Despite having billions of samples to study, the science of what attracts humans to one another is a bit of a mystery. There are so many factors that can come into play, from appealing to the physical senses to intangible qualities that people can't quite put their finger on.
One person's hot is another person's not, so sweeping generalizations about what's attractive and what isn't don't really work. However, there are social forces that portray certain qualities and behaviors as making someone more desirable when in reality they have the opposite effect on most people.
Someone on Reddit asked women to share one thing that men think is attractive but is actually a turnoff, and the responses offer a helpful guide for men who might need some help in the dating department.
Here are the top answers to "What's one thing men do that they think is attractive, but actually isn't?"
Elevating themselves by putting down other men
"Put down other men to try and elevate their image to me. It does the opposite to their desired effect."
"Literally went on a first date last night with a guy who talked about how dumb all his guy friends are. 😂 I just sat there like... bro I don't think you realize what that all says about YOU because of the company that you keep lmao."
"This is a huge red flag in a man. I am a man and I can relate to that.
My sister told me this: When guys hype each other in front of a girl, that's a huge turn on for a girl."

◆ ◆ ◆ ◆ ◆

• Requests:
[A] Print the article from "One person's hot" to "on most people.".
[B] Select every line in the records that contains the string "slat", matching case exactly.

• Location identification items:
◆ ◆ ◆ ◆ ◆

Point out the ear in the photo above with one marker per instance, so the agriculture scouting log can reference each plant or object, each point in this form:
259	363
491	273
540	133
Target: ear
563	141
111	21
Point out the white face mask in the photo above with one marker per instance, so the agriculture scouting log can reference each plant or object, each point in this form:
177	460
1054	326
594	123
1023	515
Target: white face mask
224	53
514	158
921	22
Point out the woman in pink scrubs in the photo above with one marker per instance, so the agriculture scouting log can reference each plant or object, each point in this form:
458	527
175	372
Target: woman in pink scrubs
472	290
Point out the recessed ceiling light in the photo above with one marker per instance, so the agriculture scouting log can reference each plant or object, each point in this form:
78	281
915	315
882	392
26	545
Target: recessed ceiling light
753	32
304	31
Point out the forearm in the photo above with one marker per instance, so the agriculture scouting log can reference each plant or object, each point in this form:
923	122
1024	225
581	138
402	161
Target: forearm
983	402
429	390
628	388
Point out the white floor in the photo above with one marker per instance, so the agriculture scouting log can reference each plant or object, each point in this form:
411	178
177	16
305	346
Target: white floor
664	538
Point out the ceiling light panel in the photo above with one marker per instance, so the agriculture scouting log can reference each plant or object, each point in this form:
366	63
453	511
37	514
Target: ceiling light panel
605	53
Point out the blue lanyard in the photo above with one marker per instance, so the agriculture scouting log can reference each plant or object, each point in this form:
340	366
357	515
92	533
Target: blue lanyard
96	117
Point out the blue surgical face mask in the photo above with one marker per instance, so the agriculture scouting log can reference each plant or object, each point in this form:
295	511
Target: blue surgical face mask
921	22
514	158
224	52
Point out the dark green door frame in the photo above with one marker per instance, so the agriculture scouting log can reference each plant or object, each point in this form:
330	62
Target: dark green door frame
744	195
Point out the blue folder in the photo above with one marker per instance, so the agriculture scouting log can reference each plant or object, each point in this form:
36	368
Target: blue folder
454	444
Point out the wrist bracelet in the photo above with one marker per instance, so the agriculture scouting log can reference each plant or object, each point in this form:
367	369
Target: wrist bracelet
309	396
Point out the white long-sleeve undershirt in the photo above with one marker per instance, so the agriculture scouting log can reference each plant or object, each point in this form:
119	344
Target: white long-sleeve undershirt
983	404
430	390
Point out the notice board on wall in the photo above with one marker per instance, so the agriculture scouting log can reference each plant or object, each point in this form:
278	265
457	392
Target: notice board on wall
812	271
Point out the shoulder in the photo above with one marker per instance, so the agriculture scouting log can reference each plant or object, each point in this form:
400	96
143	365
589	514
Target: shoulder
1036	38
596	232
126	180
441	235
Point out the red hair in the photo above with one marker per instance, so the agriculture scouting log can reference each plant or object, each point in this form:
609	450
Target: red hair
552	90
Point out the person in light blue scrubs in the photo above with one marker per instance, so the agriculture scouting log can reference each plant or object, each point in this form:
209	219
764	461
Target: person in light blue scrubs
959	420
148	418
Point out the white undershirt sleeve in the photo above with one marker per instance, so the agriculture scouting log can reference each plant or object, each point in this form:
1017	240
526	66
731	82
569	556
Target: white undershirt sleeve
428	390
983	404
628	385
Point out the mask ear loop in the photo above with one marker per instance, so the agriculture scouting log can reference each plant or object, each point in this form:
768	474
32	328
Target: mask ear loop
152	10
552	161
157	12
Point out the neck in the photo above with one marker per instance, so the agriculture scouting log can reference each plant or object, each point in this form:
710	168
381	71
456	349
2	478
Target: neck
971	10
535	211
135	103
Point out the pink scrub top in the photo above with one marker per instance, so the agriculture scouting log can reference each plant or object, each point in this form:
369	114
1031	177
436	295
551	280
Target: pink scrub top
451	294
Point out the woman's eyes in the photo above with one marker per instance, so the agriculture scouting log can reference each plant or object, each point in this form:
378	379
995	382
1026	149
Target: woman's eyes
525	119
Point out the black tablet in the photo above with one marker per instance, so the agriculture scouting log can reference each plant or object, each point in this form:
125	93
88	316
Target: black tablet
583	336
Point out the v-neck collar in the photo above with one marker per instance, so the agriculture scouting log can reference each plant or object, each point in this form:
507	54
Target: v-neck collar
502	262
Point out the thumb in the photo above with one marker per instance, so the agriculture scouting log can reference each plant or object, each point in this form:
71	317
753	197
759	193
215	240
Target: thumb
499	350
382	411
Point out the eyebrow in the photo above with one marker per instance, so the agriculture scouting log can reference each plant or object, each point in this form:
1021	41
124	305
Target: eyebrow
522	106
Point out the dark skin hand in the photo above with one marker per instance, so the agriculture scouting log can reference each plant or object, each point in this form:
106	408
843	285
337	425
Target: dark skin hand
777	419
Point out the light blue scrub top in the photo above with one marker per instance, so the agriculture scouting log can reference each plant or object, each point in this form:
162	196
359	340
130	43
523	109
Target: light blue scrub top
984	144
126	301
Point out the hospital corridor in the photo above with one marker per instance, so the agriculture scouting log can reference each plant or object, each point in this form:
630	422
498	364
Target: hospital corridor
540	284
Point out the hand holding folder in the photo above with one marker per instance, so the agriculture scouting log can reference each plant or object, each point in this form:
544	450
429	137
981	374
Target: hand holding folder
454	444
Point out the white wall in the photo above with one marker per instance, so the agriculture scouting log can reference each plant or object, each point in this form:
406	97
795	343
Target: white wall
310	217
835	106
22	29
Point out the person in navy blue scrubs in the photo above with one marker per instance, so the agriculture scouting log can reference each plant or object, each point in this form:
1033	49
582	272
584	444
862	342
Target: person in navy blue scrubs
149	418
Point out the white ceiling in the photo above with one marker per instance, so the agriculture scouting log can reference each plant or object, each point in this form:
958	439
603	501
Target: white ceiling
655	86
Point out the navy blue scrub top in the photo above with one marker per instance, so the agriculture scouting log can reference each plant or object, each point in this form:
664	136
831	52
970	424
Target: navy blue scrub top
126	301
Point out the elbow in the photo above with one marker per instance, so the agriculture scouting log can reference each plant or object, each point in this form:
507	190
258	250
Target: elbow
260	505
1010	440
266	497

◆ ◆ ◆ ◆ ◆

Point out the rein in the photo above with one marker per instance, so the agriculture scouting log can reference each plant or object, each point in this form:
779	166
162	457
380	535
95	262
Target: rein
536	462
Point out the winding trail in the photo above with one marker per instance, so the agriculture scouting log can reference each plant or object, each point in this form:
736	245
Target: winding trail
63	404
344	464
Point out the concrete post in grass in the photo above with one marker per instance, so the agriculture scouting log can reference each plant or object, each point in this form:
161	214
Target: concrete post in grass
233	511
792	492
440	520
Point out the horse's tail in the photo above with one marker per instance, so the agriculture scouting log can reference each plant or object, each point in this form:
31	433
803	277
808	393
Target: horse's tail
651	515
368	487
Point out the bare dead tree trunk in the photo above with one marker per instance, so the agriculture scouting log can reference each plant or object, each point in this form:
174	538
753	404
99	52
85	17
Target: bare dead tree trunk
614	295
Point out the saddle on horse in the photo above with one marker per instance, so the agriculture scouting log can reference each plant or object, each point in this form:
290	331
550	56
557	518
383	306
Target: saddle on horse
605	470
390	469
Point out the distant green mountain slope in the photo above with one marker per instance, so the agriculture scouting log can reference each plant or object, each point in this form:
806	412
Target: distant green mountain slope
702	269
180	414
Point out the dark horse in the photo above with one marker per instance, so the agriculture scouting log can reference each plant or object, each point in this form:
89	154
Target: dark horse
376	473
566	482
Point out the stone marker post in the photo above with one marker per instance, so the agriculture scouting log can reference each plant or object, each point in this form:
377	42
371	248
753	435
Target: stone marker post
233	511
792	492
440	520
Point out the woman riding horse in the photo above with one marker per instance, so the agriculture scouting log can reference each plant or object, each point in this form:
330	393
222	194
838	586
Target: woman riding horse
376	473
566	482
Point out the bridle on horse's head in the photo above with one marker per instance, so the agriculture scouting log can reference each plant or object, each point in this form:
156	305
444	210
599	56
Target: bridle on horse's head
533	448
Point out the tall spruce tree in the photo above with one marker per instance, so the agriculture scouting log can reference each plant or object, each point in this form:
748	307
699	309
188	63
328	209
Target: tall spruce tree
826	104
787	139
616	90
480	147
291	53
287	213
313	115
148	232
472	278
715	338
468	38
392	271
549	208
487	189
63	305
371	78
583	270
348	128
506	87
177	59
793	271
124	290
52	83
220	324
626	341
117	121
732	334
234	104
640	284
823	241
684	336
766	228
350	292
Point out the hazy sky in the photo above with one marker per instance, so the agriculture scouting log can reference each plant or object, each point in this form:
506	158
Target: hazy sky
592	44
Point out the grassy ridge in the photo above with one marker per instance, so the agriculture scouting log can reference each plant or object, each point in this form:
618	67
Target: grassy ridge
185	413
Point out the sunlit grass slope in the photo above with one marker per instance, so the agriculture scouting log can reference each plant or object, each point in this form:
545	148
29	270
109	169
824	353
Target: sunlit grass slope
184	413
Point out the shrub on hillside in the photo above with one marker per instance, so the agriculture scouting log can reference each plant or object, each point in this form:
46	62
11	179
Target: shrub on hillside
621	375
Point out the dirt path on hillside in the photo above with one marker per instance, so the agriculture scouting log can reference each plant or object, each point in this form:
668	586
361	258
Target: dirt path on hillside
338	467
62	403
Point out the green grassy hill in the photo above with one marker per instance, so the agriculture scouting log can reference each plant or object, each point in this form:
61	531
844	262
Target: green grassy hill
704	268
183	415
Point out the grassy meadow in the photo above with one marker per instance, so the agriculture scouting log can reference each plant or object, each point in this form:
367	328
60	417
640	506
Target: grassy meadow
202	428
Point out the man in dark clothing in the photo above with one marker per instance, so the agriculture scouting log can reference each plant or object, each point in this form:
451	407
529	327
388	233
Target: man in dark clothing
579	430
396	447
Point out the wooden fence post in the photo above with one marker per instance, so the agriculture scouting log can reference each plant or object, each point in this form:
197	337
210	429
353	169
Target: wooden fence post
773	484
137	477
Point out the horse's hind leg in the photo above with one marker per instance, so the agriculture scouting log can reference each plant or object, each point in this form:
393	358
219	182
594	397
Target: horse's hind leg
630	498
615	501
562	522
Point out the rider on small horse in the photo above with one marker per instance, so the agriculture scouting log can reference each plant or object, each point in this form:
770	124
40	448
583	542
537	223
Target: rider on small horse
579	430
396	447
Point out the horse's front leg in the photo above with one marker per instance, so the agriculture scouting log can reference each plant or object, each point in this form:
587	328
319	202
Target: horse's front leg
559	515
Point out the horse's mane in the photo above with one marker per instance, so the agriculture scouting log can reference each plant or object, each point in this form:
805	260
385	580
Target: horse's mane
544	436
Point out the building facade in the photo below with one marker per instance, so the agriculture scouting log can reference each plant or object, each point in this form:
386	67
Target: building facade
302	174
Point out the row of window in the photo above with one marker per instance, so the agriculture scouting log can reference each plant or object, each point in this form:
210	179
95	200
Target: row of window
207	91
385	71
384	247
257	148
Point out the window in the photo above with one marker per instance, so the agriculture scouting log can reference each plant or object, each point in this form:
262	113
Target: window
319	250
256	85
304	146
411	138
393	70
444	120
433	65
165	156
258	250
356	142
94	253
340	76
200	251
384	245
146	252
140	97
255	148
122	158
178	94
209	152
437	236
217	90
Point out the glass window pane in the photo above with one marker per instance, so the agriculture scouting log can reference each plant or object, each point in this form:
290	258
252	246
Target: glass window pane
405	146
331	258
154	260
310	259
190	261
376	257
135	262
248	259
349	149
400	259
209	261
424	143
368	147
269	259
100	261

◆ ◆ ◆ ◆ ◆

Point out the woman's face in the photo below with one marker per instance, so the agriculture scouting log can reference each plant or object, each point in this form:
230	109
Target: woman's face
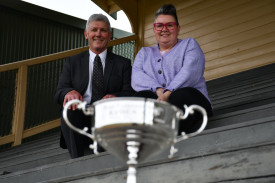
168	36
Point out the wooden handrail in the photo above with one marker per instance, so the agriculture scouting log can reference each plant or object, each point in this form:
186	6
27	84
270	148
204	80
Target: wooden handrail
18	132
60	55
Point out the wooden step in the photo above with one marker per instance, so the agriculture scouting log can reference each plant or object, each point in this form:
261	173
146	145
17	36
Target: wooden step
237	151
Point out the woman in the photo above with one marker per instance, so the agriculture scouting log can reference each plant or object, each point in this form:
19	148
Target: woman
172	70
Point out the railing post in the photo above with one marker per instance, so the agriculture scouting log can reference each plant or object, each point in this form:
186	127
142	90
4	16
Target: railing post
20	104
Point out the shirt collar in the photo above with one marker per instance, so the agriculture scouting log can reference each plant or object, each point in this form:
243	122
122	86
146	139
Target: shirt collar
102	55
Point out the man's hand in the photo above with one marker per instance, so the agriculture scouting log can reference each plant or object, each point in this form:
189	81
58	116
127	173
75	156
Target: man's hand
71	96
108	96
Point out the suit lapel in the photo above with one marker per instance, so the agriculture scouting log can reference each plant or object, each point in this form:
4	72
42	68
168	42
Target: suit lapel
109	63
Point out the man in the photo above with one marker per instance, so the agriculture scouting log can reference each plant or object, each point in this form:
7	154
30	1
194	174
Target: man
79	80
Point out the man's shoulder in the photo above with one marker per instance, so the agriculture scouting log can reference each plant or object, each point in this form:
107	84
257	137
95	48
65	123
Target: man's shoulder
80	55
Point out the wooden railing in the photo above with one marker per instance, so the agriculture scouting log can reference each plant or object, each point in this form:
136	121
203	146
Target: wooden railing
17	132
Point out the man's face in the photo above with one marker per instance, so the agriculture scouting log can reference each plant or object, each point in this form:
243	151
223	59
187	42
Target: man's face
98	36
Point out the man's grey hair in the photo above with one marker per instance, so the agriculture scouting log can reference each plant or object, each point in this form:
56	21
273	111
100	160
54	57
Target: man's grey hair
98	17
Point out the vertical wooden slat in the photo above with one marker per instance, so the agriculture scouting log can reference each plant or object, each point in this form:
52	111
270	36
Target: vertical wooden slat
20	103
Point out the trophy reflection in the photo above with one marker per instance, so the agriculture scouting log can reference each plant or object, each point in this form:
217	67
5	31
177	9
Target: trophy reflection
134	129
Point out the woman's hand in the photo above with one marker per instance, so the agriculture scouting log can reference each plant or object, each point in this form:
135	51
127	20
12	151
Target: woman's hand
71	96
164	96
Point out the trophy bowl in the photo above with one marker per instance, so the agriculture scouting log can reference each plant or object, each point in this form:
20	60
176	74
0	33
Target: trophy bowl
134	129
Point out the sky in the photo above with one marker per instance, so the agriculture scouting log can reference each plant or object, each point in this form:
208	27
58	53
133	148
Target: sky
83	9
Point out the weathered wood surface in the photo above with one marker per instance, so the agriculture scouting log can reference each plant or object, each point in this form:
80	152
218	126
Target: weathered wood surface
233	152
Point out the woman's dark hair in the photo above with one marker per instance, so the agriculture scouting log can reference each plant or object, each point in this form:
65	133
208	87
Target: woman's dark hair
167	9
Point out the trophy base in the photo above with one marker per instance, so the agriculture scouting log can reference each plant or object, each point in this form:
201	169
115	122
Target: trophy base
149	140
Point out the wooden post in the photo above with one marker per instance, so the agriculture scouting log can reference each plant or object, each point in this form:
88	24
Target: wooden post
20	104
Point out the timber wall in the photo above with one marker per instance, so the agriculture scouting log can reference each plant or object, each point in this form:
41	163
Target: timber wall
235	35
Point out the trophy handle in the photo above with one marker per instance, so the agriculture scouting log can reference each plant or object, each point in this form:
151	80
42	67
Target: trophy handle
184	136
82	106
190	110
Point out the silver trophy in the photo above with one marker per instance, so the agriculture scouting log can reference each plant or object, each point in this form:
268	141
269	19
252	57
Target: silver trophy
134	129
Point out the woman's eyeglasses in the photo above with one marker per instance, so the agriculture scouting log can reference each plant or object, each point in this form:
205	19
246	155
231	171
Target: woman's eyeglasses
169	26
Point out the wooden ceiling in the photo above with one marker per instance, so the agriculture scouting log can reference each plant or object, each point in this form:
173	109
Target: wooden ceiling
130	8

◆ ◆ ◆ ◆ ◆

• Solutions to the tasks:
[A]
One person's hot is another person's not, so sweeping generalizations about what's attractive and what isn't don't really work. However, there are social forces that portray certain qualities and behaviors as making someone more desirable when in reality they have the opposite effect on most people.

[B]
Point out the vertical wooden slat in the photo above with one marker per instance, so the agriculture scouting log can reference each plant or object, each point in this form:
Target: vertical wooden slat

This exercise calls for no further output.